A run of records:
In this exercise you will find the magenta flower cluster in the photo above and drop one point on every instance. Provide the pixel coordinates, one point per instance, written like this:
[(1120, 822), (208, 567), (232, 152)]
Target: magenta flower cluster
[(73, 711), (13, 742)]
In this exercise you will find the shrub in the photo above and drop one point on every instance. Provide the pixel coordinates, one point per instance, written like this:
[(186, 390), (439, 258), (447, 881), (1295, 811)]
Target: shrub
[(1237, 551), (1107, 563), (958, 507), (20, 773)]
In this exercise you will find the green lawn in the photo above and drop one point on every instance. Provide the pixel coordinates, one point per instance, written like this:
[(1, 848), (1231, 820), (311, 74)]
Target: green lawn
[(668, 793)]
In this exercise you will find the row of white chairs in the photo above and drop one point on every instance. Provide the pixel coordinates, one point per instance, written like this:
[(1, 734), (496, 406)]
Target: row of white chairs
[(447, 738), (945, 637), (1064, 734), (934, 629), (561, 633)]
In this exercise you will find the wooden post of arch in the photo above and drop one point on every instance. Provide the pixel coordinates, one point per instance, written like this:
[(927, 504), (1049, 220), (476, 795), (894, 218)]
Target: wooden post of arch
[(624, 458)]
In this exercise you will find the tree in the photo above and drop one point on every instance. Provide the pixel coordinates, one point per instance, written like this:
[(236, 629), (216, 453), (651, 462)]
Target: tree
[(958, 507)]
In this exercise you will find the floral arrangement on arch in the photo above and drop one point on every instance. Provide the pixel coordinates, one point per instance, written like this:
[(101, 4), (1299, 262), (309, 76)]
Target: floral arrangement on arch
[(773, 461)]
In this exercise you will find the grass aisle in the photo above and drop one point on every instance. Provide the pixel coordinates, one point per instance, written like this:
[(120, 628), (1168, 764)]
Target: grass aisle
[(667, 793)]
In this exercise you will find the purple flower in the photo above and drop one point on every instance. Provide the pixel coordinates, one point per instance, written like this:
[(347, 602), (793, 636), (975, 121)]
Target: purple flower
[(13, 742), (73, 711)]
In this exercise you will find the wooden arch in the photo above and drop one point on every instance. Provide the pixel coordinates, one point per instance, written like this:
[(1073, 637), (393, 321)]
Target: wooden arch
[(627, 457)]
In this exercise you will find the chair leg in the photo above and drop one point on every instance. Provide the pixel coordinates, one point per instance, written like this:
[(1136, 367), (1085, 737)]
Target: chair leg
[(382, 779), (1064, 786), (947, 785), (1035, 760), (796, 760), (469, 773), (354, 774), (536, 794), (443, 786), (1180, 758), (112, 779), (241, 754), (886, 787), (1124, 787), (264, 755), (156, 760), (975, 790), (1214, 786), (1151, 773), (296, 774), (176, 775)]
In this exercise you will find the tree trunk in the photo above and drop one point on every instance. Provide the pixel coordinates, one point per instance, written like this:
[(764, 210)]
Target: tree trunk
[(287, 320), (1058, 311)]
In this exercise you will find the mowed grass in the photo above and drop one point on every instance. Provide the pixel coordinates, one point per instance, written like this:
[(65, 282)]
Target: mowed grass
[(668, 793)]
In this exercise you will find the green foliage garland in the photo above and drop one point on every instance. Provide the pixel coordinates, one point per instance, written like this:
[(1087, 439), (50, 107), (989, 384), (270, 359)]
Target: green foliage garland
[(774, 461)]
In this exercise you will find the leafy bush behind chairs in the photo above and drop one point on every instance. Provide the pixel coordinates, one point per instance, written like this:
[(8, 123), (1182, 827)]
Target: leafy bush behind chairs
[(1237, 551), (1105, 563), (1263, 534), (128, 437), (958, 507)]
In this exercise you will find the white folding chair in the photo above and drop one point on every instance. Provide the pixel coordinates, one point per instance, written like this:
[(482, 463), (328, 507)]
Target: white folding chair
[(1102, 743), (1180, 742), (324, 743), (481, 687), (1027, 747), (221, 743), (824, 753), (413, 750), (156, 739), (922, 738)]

### WHAT YOU NEED TO DO
Return exactly the lines from the line bearing "In this exercise you will find the leafy" to the end of the records, inclusive of both; include no other lines.

### ANSWER TO THE EXERCISE
In this exercise you will find the leafy bush behind chairs in the photo above and drop one point on every instance. Provide the pixel coordinates, one point per instance, written like this:
[(8, 123), (1182, 827)]
Target: leafy bush behind chairs
[(1237, 551), (1105, 563), (1263, 534), (128, 437), (958, 507)]
In this exercise you will find the white folding chair in the photo above and drop one point on every instance. Provide the pixel coordinates, one point per instance, written like this:
[(482, 463), (328, 507)]
Target: white folding chair
[(1102, 743), (1180, 742), (324, 743), (481, 687), (1027, 747), (221, 743), (824, 753), (413, 750), (156, 739), (922, 738)]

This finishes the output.